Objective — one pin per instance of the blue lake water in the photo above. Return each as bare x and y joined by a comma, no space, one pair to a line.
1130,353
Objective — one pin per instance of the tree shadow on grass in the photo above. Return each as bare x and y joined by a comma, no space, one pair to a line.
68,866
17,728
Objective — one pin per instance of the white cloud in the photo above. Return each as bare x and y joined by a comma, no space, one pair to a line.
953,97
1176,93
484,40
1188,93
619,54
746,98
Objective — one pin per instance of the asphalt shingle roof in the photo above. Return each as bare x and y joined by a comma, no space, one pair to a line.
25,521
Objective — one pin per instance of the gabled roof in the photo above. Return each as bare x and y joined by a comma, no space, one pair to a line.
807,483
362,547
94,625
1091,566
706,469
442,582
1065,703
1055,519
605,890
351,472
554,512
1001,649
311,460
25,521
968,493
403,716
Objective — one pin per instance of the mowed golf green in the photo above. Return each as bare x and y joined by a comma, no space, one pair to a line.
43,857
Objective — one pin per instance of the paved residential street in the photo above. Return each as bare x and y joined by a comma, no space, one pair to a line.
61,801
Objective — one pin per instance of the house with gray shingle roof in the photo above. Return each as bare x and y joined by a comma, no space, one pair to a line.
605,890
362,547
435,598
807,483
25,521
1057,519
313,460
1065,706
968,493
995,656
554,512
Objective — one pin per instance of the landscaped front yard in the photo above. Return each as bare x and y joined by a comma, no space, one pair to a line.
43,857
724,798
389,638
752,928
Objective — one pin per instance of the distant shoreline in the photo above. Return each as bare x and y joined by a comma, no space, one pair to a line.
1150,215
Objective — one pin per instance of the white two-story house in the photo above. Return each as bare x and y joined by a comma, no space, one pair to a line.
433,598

----------------

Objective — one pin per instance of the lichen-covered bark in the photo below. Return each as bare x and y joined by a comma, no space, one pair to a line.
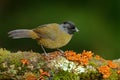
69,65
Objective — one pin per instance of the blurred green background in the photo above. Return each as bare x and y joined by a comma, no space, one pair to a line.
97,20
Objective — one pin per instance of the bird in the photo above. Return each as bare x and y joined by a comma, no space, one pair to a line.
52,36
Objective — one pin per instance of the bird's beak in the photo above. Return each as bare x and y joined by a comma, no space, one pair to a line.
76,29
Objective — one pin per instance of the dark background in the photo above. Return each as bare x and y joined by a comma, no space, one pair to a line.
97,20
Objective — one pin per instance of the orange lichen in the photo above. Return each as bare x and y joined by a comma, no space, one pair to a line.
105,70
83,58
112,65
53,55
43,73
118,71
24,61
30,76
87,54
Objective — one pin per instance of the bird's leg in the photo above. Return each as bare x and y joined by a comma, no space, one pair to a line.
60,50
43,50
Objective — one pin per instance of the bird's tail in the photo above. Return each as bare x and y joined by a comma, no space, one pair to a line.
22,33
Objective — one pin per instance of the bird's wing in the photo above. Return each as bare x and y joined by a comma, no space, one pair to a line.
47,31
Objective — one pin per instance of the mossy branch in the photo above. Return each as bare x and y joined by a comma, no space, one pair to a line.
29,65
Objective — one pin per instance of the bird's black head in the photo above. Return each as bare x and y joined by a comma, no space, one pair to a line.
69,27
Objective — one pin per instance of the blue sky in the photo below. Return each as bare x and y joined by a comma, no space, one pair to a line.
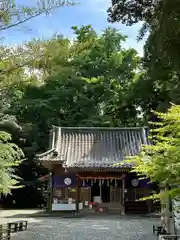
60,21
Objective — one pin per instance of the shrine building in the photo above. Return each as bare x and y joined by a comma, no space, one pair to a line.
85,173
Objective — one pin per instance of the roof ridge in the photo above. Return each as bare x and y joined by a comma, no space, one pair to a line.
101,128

----------------

## [Descrizione dell'esercizio]
Per favore, individua nei dati qui sopra ogni riga che contiene la parola "green" e ricopiala per intero.

## [Soluzione dell'esercizio]
Objective — one pin per instance of the mowed golf green in the photo above. Return each as bare x and y joined by a comma, no space, one pair to a line.
Objective — one pin per instance of the blurred green background in the photo above. Return each as bare x and y joined by a comma, no space, one pair to a line.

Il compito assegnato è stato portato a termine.